= WHAT TO WORK ON =
Output only the lines from the one holding "the white hull" to the end of the data below, please, copied exactly.

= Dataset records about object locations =
______________________________
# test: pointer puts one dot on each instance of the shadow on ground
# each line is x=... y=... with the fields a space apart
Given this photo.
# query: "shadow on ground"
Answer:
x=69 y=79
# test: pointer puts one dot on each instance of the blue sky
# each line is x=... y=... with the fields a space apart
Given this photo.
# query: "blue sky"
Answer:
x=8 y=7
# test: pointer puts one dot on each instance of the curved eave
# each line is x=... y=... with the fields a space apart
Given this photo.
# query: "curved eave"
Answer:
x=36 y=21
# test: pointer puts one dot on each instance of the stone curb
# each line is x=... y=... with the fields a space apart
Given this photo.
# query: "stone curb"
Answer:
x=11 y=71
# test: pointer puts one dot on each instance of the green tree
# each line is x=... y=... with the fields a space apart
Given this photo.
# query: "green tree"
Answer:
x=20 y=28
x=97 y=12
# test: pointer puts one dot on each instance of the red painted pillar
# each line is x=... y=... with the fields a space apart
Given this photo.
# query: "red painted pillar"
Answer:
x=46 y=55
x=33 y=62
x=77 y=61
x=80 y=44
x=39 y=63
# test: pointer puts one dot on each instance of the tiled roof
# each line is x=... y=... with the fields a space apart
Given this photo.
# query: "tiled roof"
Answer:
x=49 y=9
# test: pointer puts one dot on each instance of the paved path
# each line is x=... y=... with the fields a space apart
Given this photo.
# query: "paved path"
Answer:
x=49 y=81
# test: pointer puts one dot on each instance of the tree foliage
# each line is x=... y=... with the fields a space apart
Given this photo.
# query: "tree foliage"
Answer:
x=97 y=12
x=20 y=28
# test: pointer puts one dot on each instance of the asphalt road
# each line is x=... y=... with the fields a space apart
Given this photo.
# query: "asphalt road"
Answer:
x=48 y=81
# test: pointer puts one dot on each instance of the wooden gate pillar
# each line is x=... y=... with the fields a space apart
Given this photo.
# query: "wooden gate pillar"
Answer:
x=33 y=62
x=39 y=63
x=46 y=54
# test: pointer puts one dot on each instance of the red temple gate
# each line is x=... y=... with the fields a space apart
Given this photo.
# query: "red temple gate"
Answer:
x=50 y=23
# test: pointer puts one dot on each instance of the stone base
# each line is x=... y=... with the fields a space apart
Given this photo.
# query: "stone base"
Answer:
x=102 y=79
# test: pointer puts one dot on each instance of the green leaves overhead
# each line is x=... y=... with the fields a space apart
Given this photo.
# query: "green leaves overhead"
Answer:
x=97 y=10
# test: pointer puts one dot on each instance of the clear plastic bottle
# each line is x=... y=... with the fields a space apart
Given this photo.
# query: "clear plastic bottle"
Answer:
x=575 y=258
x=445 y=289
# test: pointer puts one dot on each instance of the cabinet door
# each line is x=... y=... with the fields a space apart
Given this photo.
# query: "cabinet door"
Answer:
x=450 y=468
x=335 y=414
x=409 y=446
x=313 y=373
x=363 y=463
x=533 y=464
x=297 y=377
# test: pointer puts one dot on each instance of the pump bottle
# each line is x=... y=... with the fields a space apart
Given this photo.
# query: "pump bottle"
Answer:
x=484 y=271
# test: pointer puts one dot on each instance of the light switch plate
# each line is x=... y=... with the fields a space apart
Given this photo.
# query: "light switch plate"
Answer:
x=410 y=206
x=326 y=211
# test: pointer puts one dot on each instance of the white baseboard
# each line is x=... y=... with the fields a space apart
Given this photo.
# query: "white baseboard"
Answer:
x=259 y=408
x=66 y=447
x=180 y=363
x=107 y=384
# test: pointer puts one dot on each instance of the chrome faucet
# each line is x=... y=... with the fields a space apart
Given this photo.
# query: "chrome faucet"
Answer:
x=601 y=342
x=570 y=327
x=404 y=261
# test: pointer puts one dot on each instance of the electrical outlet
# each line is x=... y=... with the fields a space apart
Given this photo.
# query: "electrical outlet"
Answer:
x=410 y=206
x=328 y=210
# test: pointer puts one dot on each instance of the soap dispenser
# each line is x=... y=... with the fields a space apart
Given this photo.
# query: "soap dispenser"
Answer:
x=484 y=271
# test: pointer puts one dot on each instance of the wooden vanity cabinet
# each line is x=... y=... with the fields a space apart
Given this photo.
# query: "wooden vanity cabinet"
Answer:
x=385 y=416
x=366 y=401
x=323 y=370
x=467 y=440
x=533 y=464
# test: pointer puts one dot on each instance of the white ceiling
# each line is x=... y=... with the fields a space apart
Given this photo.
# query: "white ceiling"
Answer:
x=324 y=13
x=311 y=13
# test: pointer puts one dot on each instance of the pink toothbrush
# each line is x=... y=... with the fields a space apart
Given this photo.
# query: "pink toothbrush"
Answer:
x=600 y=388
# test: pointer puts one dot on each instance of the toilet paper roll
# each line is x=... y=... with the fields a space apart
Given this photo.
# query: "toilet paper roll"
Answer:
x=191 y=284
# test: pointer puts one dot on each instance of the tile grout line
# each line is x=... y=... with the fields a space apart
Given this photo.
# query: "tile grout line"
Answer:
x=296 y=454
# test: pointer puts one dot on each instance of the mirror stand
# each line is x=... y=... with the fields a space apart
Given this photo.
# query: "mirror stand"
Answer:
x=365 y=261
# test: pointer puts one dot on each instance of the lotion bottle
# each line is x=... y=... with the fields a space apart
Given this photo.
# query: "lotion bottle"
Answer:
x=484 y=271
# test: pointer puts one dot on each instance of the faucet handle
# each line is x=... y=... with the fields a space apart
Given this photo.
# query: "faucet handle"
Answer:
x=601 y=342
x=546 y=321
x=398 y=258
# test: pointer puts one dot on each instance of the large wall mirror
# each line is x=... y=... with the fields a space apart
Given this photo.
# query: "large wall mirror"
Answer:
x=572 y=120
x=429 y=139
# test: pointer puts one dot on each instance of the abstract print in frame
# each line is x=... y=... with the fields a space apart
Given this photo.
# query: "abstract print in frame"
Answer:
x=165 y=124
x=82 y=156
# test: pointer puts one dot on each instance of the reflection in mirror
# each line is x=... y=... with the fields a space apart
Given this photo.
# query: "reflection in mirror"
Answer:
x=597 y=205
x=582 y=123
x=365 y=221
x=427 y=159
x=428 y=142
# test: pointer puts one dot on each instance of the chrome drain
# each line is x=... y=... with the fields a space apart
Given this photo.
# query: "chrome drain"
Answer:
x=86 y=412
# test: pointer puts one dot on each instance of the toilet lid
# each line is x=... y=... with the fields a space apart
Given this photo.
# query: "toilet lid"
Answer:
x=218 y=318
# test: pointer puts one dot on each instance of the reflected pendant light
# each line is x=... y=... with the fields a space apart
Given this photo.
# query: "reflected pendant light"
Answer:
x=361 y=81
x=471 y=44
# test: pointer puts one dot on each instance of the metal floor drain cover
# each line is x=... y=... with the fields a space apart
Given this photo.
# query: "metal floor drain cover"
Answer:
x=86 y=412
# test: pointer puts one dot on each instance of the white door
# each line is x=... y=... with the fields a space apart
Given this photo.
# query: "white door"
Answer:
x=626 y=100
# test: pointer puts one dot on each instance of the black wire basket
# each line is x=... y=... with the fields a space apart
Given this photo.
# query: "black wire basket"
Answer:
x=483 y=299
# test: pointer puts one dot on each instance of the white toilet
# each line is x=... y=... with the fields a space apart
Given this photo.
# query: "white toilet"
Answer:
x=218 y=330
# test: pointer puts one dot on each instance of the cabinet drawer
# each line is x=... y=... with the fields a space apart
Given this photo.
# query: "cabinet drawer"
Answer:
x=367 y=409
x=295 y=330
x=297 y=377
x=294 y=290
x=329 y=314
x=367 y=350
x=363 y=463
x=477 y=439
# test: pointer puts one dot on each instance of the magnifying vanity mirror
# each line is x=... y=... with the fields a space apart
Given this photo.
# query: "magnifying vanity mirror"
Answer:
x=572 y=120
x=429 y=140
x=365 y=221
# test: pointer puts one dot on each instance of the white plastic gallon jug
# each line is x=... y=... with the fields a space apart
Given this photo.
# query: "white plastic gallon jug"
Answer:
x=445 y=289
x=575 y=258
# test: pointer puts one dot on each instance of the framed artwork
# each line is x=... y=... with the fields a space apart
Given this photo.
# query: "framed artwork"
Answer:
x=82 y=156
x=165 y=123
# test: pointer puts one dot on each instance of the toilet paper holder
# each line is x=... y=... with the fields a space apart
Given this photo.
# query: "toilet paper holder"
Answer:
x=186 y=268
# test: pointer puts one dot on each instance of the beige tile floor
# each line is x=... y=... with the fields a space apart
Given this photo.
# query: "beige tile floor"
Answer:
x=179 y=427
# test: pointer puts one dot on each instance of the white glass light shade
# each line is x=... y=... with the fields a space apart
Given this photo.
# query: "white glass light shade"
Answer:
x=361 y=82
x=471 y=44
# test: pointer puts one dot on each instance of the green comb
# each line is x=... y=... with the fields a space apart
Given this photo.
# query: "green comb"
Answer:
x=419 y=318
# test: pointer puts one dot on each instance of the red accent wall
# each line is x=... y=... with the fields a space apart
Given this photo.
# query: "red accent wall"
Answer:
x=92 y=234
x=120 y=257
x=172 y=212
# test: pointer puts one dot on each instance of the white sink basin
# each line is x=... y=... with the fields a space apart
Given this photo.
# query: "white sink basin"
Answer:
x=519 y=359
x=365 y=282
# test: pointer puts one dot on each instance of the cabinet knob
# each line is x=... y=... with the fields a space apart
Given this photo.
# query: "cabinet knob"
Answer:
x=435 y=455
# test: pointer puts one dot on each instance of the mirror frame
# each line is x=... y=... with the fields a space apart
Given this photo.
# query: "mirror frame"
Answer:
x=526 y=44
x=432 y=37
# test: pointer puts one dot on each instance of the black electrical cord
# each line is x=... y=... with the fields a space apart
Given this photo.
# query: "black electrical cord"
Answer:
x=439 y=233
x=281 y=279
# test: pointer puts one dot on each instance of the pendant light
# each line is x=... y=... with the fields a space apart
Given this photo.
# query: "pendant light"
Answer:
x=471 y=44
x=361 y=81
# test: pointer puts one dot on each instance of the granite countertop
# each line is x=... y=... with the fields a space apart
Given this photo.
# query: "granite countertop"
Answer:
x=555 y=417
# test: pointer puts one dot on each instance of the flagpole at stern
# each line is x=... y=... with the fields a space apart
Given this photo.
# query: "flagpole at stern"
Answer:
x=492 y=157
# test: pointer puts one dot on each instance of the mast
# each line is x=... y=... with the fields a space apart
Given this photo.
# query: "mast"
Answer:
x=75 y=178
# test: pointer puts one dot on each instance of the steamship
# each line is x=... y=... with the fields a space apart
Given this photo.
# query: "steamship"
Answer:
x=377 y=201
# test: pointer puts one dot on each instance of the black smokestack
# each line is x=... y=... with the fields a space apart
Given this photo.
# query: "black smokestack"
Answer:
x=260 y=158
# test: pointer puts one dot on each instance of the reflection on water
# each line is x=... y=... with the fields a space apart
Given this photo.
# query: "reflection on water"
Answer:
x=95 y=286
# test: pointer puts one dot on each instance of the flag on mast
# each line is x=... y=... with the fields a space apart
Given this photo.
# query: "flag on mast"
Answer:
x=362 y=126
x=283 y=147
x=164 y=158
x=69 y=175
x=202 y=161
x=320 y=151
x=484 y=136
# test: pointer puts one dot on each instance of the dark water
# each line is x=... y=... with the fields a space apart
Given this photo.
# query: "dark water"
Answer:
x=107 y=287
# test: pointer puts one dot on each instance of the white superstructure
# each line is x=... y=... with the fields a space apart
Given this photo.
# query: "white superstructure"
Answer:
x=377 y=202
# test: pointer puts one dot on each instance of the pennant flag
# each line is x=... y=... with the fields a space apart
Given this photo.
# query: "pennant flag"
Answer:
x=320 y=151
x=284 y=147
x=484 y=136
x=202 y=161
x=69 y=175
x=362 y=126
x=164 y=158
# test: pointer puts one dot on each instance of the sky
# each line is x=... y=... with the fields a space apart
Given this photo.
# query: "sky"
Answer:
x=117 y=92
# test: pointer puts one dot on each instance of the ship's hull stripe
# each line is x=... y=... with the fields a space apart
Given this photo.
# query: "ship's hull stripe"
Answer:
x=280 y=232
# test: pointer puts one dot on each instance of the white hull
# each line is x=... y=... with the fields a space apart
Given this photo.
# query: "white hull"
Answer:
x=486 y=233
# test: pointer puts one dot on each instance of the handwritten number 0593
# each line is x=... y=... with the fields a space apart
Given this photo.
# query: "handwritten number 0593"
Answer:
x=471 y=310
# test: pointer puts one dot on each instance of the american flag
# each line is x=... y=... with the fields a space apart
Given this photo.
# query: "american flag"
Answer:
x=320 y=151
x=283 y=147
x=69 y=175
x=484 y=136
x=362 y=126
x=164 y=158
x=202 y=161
______________________________
= SOLUTION TO THIS TASK =
# test: pointer puts one dot on each instance of the white hull
# each line is x=... y=... with the fields a space apart
Given this photo.
# query: "white hull"
Answer:
x=486 y=233
# test: pointer puts one dot on each instance of the handwritten number 0593
# each line is x=... y=... with the fields a space apart
Given this photo.
# query: "handwritten number 0593"
Answer:
x=471 y=310
# test: pointer puts one dot on each instance of the american flag
# each line is x=... y=... with the fields a space apart
Given this photo.
# query: "american flag"
Answer:
x=320 y=151
x=283 y=147
x=69 y=175
x=484 y=136
x=362 y=126
x=164 y=158
x=202 y=161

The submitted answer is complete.